» ENTRIES PROVIDED:
━━━━
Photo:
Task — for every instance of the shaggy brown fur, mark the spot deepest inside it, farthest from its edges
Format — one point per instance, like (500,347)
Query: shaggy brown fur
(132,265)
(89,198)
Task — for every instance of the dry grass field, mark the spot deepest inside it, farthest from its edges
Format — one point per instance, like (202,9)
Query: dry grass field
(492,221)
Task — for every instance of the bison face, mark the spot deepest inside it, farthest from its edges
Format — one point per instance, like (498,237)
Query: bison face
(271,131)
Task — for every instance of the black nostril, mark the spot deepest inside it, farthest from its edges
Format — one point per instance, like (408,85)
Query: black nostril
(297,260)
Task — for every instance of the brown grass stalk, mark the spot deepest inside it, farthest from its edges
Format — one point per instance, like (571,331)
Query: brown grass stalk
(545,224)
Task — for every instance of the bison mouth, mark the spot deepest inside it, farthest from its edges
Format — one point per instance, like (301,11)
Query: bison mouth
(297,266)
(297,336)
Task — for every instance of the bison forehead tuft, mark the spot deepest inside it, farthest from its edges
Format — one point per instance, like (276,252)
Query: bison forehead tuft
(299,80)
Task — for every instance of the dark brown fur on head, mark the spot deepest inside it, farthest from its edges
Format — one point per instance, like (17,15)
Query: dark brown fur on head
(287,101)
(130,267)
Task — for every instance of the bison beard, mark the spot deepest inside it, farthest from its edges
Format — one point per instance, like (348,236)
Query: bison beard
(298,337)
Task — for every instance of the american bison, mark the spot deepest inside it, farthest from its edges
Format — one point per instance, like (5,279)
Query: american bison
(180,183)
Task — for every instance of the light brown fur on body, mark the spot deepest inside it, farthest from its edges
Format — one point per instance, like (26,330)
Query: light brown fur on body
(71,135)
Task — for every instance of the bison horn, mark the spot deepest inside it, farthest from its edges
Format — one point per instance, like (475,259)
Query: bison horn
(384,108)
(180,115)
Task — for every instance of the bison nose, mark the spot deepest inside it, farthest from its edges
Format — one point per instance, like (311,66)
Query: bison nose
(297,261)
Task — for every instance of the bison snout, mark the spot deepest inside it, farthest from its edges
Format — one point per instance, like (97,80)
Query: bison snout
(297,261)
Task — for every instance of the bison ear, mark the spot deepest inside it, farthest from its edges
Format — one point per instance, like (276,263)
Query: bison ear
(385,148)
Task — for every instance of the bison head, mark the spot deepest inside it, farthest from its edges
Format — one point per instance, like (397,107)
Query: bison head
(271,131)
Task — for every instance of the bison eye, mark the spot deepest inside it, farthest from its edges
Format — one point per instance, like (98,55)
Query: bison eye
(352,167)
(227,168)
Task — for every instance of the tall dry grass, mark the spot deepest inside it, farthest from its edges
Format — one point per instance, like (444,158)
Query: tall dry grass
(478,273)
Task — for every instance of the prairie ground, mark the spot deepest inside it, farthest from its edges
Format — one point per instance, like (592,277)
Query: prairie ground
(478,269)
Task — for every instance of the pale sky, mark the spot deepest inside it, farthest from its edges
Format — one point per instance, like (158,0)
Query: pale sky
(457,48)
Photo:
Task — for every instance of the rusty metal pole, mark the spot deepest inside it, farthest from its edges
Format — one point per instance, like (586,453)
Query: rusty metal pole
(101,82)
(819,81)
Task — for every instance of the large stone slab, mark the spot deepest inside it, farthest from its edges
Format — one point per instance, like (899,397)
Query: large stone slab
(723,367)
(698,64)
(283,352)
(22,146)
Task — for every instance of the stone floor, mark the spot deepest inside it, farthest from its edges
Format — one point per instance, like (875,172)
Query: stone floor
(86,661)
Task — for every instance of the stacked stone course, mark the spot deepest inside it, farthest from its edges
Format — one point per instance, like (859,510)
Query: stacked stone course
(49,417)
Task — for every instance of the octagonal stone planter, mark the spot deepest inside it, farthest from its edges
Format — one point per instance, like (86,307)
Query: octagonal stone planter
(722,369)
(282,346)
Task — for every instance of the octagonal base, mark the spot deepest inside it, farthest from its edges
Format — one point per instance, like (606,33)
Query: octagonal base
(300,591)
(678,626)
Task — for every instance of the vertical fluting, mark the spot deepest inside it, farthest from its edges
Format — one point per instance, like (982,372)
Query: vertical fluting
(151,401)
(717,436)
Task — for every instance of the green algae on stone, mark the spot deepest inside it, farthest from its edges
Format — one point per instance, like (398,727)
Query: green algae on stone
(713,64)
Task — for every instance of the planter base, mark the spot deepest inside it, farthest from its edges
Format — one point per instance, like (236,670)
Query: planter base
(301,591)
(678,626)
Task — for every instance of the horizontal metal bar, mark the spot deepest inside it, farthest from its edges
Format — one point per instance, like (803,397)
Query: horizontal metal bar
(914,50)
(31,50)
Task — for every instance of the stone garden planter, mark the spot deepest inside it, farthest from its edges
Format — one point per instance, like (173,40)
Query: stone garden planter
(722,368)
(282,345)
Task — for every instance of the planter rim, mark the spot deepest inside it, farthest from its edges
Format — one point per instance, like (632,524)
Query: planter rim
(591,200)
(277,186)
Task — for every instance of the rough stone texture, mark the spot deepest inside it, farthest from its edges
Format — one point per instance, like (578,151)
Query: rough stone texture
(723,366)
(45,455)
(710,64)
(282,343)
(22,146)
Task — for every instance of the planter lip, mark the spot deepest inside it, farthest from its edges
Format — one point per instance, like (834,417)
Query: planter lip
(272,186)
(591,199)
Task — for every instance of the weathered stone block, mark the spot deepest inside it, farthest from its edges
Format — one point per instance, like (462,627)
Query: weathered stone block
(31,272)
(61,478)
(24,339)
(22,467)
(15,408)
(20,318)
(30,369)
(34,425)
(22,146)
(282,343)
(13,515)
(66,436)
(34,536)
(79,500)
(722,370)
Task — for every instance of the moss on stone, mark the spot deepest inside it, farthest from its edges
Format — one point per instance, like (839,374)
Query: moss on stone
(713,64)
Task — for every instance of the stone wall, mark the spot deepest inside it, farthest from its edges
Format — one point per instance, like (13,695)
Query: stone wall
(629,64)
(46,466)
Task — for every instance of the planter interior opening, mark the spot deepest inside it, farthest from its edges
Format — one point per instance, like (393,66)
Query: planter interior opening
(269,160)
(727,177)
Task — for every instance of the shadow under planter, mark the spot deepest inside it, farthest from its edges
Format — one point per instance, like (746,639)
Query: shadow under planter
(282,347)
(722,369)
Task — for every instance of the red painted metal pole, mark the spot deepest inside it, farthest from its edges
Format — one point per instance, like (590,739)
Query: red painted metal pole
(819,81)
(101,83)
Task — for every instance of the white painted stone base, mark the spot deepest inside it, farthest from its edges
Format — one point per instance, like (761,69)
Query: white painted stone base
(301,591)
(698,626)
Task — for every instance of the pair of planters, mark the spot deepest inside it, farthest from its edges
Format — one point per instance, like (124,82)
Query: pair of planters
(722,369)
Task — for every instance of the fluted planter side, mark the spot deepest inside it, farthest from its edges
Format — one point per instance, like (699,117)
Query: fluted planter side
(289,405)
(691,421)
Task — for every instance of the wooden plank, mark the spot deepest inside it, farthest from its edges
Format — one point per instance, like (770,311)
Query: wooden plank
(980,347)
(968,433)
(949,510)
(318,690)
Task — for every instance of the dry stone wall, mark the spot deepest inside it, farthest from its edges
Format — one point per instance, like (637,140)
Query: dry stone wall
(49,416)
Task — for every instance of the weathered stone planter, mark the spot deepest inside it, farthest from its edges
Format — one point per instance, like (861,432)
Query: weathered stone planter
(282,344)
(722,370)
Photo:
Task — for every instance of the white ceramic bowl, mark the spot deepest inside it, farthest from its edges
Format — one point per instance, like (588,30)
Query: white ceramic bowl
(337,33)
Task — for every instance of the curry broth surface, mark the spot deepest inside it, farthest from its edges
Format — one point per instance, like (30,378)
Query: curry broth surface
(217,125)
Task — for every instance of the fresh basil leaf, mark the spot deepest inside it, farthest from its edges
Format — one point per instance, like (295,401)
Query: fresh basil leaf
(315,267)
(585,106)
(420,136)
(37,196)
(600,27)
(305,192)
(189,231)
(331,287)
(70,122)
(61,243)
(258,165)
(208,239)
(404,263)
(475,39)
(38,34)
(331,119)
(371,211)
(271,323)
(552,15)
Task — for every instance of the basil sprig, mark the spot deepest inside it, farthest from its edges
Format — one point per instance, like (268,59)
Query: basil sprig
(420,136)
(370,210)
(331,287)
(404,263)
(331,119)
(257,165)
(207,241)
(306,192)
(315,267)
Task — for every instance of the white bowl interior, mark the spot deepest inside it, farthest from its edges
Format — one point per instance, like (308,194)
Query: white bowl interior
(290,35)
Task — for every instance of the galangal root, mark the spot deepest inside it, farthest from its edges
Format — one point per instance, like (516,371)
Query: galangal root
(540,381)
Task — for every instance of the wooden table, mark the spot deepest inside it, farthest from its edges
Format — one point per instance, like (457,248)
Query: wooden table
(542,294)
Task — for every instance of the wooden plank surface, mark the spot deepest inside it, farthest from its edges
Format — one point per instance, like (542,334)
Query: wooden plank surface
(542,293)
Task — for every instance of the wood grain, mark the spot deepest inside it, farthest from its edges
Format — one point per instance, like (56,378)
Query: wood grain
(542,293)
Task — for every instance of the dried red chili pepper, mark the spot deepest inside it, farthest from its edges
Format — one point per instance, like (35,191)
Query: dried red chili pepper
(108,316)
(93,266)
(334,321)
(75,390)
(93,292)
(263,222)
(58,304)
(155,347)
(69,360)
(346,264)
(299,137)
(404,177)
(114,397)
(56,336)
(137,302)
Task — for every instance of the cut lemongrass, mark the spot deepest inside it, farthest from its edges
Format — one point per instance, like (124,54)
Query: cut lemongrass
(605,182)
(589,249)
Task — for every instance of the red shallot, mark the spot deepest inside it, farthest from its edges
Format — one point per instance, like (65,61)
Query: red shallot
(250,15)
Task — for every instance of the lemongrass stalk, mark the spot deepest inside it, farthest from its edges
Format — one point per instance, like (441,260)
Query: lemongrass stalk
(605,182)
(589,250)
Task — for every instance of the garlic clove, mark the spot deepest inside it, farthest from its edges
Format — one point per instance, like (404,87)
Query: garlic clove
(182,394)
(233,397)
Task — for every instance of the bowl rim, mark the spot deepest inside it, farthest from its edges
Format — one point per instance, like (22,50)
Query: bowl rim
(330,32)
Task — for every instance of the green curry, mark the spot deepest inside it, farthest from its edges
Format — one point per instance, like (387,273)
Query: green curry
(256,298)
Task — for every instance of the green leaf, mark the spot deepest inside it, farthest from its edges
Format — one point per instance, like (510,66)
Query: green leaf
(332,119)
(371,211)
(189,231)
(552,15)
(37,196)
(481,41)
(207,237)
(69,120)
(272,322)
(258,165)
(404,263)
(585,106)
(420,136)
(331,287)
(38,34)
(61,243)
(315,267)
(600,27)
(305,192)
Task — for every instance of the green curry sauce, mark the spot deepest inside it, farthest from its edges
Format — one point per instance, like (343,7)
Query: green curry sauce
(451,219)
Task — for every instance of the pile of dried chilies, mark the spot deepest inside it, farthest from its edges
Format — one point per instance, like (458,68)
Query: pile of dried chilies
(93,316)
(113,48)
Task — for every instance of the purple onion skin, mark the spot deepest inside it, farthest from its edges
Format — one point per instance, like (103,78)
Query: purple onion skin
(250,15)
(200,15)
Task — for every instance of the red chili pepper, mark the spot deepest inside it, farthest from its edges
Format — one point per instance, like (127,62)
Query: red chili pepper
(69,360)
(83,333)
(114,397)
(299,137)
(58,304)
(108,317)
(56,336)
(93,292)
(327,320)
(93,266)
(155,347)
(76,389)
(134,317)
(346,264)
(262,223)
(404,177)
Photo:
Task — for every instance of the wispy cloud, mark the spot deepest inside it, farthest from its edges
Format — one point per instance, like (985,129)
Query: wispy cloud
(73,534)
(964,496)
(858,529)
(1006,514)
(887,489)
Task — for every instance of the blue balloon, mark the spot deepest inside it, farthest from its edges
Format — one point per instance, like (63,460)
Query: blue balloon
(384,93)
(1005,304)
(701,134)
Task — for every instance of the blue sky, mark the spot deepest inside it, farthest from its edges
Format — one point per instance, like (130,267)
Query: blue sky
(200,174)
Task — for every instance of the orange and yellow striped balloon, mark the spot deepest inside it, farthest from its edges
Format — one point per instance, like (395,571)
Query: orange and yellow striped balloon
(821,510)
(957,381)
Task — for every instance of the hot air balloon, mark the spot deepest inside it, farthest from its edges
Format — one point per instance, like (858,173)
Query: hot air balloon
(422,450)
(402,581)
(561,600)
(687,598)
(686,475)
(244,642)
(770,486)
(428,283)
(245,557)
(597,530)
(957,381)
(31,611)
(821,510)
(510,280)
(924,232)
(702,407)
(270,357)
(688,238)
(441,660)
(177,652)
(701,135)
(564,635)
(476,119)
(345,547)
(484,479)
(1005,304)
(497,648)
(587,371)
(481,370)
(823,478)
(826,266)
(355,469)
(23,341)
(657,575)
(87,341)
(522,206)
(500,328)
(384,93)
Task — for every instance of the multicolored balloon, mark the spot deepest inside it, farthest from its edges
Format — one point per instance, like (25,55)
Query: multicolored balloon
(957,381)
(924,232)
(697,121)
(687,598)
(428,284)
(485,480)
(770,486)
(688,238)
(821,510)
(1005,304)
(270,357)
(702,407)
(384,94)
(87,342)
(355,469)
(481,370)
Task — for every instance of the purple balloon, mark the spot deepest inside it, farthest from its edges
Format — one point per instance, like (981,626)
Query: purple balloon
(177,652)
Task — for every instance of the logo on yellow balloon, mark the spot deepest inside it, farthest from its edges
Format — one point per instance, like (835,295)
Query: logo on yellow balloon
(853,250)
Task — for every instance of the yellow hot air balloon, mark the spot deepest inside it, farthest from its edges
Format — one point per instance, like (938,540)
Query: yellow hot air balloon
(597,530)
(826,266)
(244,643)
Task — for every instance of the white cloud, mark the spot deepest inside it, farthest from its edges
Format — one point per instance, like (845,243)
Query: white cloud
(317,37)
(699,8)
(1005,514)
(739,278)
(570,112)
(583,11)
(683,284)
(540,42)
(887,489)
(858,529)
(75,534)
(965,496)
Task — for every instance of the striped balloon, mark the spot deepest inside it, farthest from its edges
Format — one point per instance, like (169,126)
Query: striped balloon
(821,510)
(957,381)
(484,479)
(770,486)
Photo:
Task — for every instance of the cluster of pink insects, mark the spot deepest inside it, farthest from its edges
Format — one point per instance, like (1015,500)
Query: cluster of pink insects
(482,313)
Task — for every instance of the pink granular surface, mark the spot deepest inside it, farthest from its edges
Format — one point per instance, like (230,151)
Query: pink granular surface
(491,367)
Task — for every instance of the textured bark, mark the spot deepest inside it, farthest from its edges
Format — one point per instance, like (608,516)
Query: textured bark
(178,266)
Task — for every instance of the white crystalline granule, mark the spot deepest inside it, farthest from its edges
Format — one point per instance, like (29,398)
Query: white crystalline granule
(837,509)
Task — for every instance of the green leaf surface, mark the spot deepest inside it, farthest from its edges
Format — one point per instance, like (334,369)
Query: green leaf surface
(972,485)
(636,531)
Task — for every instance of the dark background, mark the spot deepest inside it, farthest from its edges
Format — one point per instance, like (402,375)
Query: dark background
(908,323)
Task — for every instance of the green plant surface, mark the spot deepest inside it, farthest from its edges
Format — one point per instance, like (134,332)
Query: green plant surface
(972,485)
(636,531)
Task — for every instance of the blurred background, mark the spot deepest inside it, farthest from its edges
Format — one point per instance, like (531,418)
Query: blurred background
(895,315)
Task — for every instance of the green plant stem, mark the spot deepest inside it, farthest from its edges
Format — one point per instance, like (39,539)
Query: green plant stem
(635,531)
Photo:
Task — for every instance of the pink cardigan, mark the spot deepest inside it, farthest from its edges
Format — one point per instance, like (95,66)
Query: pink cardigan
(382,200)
━━━━
» BRIEF: The lines to reproduce run from the one that contains "Task — for every instance of the dark background, mark" through the last line above; copy them exactly.

» TASK SOLUTION:
Task — for every instance of the dark background, mark the spot deepest inside it, farthest from its edges
Format — one point per instance, like (402,375)
Query: dark background
(908,323)
Task — for every instance of the green plant surface, mark the spot deepest inside it, farthest from its edges
Format — one point per instance, like (134,332)
Query: green plant surface
(972,485)
(636,531)
Task — for every instance of the blurred background, mark the spot deepest inside it, farthest from its edges
Format — one point per instance, like (531,418)
Query: blurred background
(895,315)
Task — for every instance of the green plant stem, mark the spot deepest inside it, farthest from its edges
Format — one point per instance, like (39,539)
Query: green plant stem
(635,531)
Photo:
Task — for every instance of the pink cardigan, mark the spot deepest inside it, farthest from its edges
Format — one point per instance, like (95,66)
Query: pink cardigan
(382,200)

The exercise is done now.